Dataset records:
=== Section Start ===

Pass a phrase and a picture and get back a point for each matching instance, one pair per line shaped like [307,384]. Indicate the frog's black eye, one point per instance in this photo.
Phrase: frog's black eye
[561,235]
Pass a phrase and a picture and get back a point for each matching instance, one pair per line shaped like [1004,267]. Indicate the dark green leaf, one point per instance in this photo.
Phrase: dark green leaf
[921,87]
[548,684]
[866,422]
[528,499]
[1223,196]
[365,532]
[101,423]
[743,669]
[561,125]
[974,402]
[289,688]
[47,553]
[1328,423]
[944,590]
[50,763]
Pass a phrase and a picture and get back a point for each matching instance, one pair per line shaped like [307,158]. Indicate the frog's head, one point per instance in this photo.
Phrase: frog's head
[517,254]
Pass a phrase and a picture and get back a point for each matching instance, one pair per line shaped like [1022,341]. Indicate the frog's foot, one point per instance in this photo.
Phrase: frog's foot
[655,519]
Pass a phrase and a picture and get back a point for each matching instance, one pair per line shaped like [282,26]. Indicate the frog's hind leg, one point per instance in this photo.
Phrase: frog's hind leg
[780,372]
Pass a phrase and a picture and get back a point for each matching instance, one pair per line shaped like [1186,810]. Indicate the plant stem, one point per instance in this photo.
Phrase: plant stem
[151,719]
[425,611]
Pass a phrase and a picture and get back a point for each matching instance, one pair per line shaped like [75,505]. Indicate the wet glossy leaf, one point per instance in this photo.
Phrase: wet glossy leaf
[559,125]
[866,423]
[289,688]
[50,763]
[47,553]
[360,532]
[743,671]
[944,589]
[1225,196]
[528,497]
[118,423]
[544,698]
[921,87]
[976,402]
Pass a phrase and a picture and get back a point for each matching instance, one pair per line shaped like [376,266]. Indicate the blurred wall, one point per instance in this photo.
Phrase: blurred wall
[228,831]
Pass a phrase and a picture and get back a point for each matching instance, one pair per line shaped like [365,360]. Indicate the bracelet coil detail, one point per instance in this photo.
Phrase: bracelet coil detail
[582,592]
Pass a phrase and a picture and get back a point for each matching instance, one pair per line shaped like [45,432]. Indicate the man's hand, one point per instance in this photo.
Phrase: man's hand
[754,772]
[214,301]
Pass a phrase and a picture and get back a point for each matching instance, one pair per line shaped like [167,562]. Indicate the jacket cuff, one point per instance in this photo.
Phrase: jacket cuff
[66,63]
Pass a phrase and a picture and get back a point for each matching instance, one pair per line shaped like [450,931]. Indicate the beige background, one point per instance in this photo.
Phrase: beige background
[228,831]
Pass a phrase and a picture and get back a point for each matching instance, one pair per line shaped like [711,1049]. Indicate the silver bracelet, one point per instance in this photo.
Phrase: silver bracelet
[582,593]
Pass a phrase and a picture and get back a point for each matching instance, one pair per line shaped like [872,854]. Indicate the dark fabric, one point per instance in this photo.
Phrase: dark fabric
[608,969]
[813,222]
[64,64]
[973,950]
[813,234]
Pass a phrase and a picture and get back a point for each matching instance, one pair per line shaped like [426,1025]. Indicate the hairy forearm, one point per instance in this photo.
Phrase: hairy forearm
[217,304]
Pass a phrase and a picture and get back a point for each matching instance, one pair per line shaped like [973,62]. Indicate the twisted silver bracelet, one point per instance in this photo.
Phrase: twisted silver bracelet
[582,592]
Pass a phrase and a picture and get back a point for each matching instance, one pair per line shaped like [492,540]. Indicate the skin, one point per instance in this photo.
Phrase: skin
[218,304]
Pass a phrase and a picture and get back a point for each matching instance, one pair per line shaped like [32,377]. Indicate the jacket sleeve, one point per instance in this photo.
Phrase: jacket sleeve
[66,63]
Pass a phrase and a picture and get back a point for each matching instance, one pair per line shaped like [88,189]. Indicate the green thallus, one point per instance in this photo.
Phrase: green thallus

=== Section End ===

Restate each entry exactly, skipping none.

• **Expected output**
Pass a phrase and a picture and get back a point for each matching instance, one pair per line shaped like [307,384]. Indicate the frog's black eye, one point per instance in this photo.
Phrase: frog's black eye
[561,235]
Pass a phrase and a picture and get back a point for each matching instance, one pair per line shaped like [1004,267]. Indicate the dark green leaf, one point per instance in this photo.
Phrase: dark green leaf
[921,87]
[548,684]
[866,422]
[528,499]
[1223,196]
[365,532]
[101,423]
[743,669]
[561,125]
[974,402]
[289,688]
[47,553]
[1328,423]
[944,590]
[50,763]
Pass a phrase and a picture and get back a point for each matching instance, one pair per line shaped like [307,158]. Indicate the frog's head, one point per instance in this photo.
Phrase: frog's head
[517,254]
Pass a phrase and a picture and get back a point for each matching instance, one pair per line shaped like [1022,341]. Indicate the frog's foot, one point per instance in this photo.
Phrase: frog's foot
[655,519]
Pass a phrase and a picture and get back a point for each matching instance, one pair per line shaped like [282,26]. Indicate the frog's hind leg, one point per instance in this photo.
Phrase: frog's hind leg
[780,372]
Pass a phrase and a picture and get back a point for each matching instance, one pair per line shaped like [1186,810]. Indicate the plant stem, one point per instance in this photo.
Phrase: plant stem
[151,719]
[425,611]
Pass a phrase and a picture and get back a point for each matching instance, one pair per line shaped like [75,505]. Indicate the wet glossy leaf, one point per instance in this photo.
Phrase: wet glossy leaf
[559,125]
[866,423]
[289,688]
[50,763]
[47,553]
[360,532]
[743,671]
[944,589]
[1225,196]
[528,497]
[118,423]
[544,698]
[921,87]
[976,402]
Pass a phrase and a picture and get back a point for each matching instance, one pair per line shaped like [376,266]. Indicate the blurred wall, one point per instance in this photo.
Phrase: blurred wall
[228,831]
Pass a phrase and a picture and get back a point for each matching instance, one pair per line shaped like [365,360]. Indicate the bracelet coil detail, one point per instance in this photo.
Phrase: bracelet coil detail
[582,592]
Pass a phrase and a picture and get back a point for each matching instance, one pair per line shaped like [45,432]. Indicate the man's hand, one point per instance in this photo.
Phrase: man's hand
[754,772]
[214,301]
Pass a phrase and a picture and get back a point for each matching instance, one pair per line shaped like [167,562]. Indicate the jacket cuff, one point per instance in this photo.
Phrase: jacket cuff
[66,63]
Pass a phrase and a picture and get back a point for each matching instance, one pair per line shaped like [450,931]. Indicate the beige background, one point per instance in this photo.
Phrase: beige background
[228,831]
Pass a phrase and a picture and get back a point for each matching instance, one pair per line shaped like [711,1049]. Indicate the silver bracelet, one point per instance in this photo.
Phrase: silver bracelet
[582,593]
Pass a phrase and a picture and get back a point for each matching instance, one pair per line shaped like [872,854]. Indicate the dark fabric, one point per instance in this photo.
Phrase: dark fabric
[608,969]
[813,222]
[64,64]
[973,950]
[813,234]
Pass a phrase and a picture and get back a point for each matching instance, one pair per line shaped like [426,1025]. Indicate the hairy forearm, one point per instance in this photo.
Phrase: hairy forearm
[217,304]
Pass a phrase and a picture and get back a point for each matching instance, one pair per line shaped like [973,62]. Indicate the twisted silver bracelet, one point per instance in this photo.
Phrase: twisted silver bracelet
[582,592]
Pass a phrase and a picture and get back a point for each matching instance, one pair per line shaped like [492,540]. Indicate the skin, one point per instance in this photo.
Phrase: skin
[218,304]
Pass a phrase and a picture and get back a point for each matching instance, one pair per line shaped like [32,377]. Indicate the jacket sleeve, one point per instance in this photo.
Phrase: jacket sleeve
[66,63]
Pass a phrase and a picture and get back a point for each matching instance, one pair per line shaped like [88,189]. Indicate the green thallus, one point per instance in this photo.
Phrase: green thallus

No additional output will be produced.